■ **Directive 1**
Reproduce verbatim the portion of the listing from the line containing "Could you tag the front grille" through the line containing "point(182, 33)", including both of those lines.
+--
Learning for learning’s sake is a noble proposition, but few students go to college for reasons that don’t relate to employability in some way or another. Students know that a degree is required to access many career opportunities. Why then, are US universities not preparing students for the workforce? In his book Life After College, by Jeffrey Selingo, he notes that nearly half of all college graduates in their twenties are underemployed, meaning the jobs they can get don’t require a bachelor’s degree. Few schools in the United States require internships or help students find them, and only 1 in 3 graduates had an internship in college, despite the fact that internships are recognized as a fast track to a job. According to the Collegiate Employment Research Institute, employers hired around 50% of the interns who worked for them as full-time employees after graduation; in some fields, it is closer to 75%.

Bachelor’s degree programs in Europe usually have at least one semester set aside for an internship. Having a semester to do internships removes many of the obstacles that students in the United States report, such as deciding between a paying summer job or an unpaid internship, or trying to juggle internship duties and classwork. This dedicated semester also means that the internships can be completed in countries outside of the one they are studying in, increasing international opportunities and exposure. The internship opportunities in Europe are particularly interesting and include many international companies. A number of universities have partnerships with these companies or organizations, and they will often work together to place students in appropriate internships.
+--
■ **Directive 2**
According to the passage on college internships, what share of their interns did employers hire as full-time employees after graduation?
+--
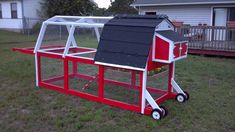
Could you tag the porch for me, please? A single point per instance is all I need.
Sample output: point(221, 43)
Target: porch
point(210, 40)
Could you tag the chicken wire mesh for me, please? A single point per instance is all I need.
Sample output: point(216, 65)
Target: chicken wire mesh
point(128, 94)
point(52, 68)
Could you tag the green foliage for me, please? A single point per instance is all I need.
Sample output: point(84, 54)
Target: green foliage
point(122, 7)
point(67, 7)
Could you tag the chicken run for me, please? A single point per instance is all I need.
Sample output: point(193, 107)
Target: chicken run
point(133, 45)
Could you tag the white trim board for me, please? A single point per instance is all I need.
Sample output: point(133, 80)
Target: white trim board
point(186, 3)
point(120, 66)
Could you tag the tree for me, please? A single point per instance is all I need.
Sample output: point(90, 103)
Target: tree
point(122, 7)
point(67, 7)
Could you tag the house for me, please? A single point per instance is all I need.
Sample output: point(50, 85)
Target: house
point(15, 14)
point(193, 12)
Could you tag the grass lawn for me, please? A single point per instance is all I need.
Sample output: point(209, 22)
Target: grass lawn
point(23, 107)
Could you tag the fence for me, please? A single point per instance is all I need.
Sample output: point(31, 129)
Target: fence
point(209, 37)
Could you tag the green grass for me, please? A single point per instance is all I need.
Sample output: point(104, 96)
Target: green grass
point(209, 80)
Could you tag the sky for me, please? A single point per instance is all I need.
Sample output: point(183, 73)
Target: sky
point(103, 3)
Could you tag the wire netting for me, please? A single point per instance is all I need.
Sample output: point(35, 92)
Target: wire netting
point(52, 68)
point(127, 94)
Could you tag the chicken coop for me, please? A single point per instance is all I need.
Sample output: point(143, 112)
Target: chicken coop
point(131, 50)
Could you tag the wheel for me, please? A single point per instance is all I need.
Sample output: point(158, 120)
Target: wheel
point(164, 111)
point(187, 95)
point(156, 114)
point(180, 97)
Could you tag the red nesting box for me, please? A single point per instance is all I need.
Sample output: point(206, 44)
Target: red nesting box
point(168, 46)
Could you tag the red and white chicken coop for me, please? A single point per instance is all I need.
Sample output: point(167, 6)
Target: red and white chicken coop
point(135, 44)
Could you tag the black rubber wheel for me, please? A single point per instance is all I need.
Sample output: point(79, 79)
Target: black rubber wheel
point(180, 97)
point(187, 95)
point(164, 111)
point(156, 114)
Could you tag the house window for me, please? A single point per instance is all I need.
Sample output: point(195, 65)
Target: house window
point(231, 14)
point(0, 10)
point(221, 15)
point(150, 13)
point(13, 10)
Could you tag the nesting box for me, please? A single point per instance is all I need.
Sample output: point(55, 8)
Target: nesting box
point(168, 46)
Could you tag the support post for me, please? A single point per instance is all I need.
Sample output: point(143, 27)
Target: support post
point(75, 68)
point(171, 76)
point(141, 94)
point(38, 68)
point(101, 82)
point(133, 78)
point(66, 74)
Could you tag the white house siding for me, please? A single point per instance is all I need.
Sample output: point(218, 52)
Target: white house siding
point(31, 15)
point(192, 15)
point(6, 21)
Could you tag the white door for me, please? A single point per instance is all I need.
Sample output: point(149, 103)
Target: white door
point(220, 20)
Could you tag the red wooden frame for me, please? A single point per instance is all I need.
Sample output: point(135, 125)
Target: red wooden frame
point(46, 83)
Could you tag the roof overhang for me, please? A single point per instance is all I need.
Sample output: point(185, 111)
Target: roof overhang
point(184, 3)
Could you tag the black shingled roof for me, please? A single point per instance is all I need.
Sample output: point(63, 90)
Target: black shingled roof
point(178, 2)
point(126, 40)
point(175, 37)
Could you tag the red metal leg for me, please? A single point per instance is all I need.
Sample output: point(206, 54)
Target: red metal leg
point(101, 82)
point(140, 89)
point(171, 72)
point(39, 68)
point(75, 67)
point(66, 74)
point(133, 78)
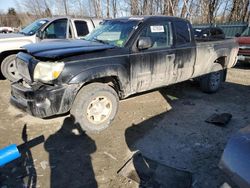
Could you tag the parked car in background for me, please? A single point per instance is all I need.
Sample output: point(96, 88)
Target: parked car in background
point(235, 159)
point(244, 45)
point(124, 56)
point(41, 30)
point(209, 33)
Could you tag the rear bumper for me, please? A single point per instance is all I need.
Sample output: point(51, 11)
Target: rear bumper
point(45, 101)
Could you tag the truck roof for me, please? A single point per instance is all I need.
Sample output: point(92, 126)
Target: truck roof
point(147, 18)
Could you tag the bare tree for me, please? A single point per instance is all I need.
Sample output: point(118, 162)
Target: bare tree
point(114, 8)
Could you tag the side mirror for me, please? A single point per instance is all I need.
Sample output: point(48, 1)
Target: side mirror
point(144, 43)
point(39, 34)
point(237, 35)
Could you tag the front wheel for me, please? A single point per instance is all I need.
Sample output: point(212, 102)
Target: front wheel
point(95, 107)
point(9, 69)
point(211, 82)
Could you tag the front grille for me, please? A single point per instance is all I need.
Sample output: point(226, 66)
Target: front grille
point(23, 68)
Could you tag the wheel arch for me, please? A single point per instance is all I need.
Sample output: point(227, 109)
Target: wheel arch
point(116, 77)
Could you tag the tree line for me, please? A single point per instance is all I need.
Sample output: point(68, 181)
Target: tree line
point(197, 11)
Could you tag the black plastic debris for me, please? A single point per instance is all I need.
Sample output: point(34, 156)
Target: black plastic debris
point(219, 119)
point(150, 173)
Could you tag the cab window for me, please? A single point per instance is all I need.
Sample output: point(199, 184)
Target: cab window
point(56, 30)
point(81, 28)
point(160, 35)
point(182, 33)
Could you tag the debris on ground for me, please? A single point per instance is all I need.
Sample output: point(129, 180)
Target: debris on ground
point(219, 119)
point(150, 173)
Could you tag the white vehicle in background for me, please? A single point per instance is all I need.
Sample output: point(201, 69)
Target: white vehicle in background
point(41, 30)
point(6, 30)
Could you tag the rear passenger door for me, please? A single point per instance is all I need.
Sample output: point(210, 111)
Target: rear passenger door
point(185, 52)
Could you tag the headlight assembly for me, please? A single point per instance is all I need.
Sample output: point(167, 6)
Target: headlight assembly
point(48, 71)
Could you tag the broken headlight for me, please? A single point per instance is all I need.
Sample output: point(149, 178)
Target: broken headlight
point(48, 71)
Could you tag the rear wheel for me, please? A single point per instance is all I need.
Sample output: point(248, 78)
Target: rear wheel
point(211, 82)
point(9, 69)
point(95, 107)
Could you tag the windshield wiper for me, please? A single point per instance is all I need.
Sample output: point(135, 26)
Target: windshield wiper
point(22, 33)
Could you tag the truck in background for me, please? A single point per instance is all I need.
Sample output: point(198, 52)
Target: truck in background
point(41, 30)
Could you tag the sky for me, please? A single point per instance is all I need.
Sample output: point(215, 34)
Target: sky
point(5, 4)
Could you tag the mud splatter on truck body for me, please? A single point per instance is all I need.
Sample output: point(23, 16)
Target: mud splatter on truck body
point(151, 52)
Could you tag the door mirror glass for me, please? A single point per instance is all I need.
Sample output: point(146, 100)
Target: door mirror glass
point(39, 34)
point(144, 43)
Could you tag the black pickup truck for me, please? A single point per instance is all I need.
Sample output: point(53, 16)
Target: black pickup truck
point(119, 58)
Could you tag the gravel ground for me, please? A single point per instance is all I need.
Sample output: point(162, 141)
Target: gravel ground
point(166, 125)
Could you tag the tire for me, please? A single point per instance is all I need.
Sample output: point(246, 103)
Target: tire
point(8, 68)
point(88, 100)
point(211, 83)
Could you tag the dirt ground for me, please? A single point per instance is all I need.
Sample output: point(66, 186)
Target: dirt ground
point(166, 125)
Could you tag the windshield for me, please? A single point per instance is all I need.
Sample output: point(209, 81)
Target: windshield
point(246, 33)
point(114, 32)
point(33, 27)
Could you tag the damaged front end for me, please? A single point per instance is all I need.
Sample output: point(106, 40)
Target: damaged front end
point(235, 161)
point(37, 98)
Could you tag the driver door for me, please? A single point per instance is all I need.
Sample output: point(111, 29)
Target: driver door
point(150, 67)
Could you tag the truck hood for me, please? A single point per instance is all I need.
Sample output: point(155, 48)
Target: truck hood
point(64, 48)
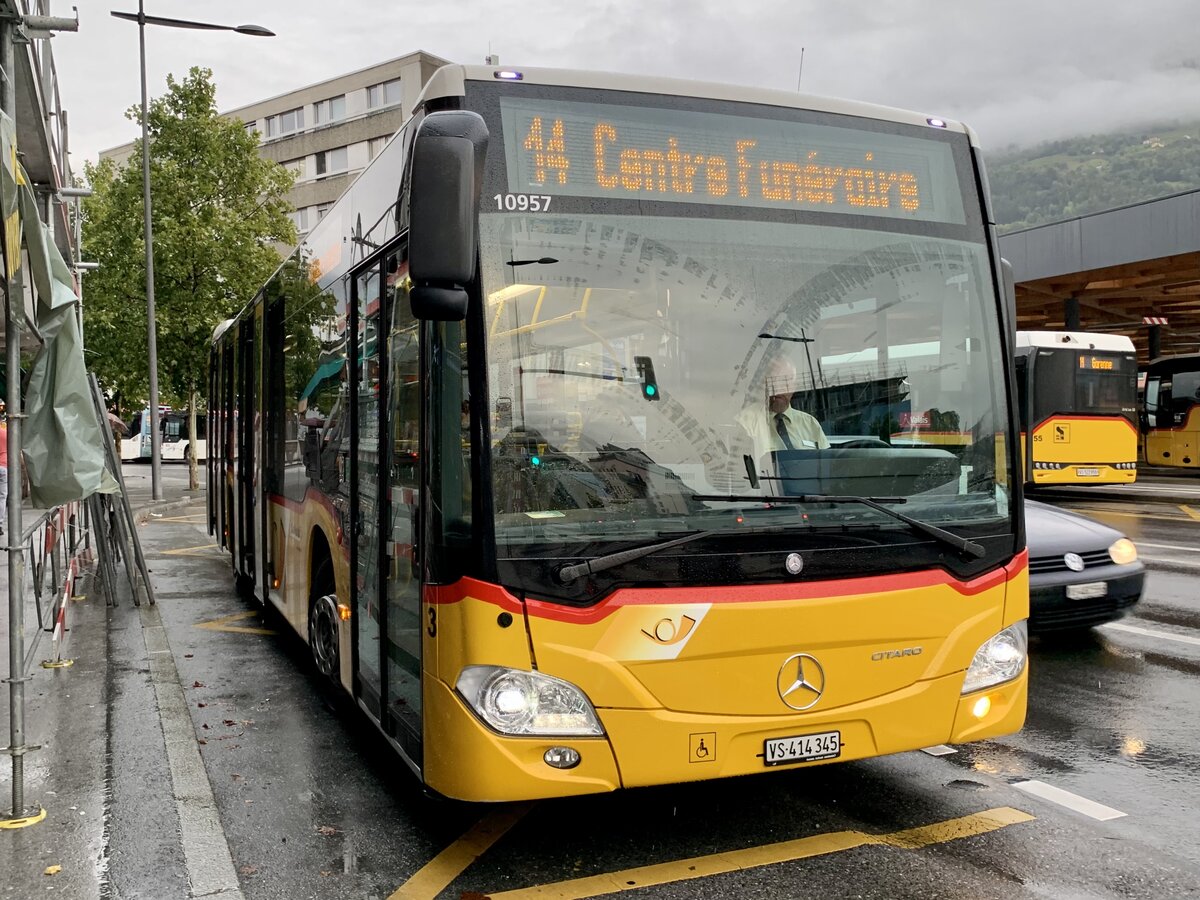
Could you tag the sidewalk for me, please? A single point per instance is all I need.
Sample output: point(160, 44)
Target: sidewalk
+--
■ **Exercise output 1**
Could you tag the front grille for me, please? A single point per instance is all I need.
Sample output: point(226, 66)
Target: front grille
point(23, 68)
Could you tag the wheel arch for me, please? A single point per instance is all I need.
Sample output: point(227, 109)
Target: wheel arch
point(116, 77)
Could you tag the tree line for me, please? A single point per instance is all I need.
Sample output: point(68, 181)
Target: tree line
point(197, 11)
Could you tag the black plastic debris for me, please? A single point per instance is all I need.
Sample output: point(34, 156)
Target: black plastic debris
point(219, 119)
point(150, 173)
Could you tag the cab window for me, please? A single point per instance is all I need.
Sample output: point(199, 184)
Target: cab window
point(56, 30)
point(81, 28)
point(160, 35)
point(182, 33)

■ **Exercise output 2**
Around 50%, and closer to 75% in some fields.